Report every line in the items below that contains the word "grey".

— Raw records —
— start —

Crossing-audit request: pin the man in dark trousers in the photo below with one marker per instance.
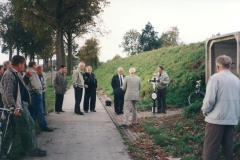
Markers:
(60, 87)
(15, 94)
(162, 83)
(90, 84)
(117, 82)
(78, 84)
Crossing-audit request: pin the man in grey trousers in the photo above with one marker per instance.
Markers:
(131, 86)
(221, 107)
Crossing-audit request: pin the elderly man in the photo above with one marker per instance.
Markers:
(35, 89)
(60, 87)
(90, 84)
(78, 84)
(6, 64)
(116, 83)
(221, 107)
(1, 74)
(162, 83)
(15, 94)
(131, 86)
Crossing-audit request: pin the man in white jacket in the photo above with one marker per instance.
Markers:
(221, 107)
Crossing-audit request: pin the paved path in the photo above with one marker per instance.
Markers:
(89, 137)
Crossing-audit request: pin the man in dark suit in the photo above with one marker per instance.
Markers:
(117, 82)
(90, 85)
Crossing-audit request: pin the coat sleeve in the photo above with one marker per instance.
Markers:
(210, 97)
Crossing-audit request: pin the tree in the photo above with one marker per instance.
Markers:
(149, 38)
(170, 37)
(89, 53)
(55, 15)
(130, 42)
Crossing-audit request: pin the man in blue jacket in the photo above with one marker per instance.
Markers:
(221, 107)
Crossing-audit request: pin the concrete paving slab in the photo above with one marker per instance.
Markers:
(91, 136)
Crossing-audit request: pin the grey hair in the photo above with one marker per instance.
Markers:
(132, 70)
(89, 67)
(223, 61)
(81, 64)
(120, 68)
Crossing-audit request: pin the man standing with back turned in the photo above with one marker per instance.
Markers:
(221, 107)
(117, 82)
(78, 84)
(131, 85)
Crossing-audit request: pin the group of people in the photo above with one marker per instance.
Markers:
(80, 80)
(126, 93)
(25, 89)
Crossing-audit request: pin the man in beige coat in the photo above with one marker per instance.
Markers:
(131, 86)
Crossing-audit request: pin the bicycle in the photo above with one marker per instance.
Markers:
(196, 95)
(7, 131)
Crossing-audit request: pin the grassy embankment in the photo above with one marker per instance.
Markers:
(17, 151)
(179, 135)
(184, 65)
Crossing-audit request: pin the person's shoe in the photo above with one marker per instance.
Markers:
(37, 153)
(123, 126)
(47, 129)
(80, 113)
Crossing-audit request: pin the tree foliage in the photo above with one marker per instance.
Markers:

— end —
— start —

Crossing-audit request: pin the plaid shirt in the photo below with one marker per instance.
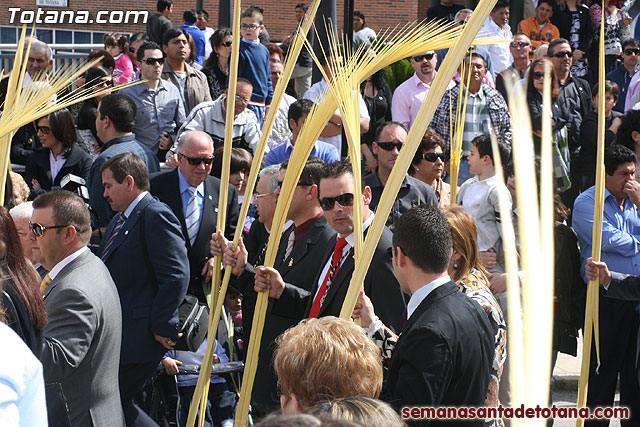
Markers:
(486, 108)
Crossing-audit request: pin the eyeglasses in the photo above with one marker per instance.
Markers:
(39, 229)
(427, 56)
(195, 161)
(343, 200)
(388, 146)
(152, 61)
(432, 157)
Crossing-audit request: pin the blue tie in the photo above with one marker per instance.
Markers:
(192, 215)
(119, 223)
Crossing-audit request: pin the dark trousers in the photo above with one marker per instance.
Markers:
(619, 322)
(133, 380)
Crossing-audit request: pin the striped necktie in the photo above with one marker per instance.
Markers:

— end —

— Response to the exercise —
Crossing-audit request: pin the man in grey trousers in the photo above with one marker per instance.
Crossing-audit request: pin the grey hair in the photo above with one marker per instance.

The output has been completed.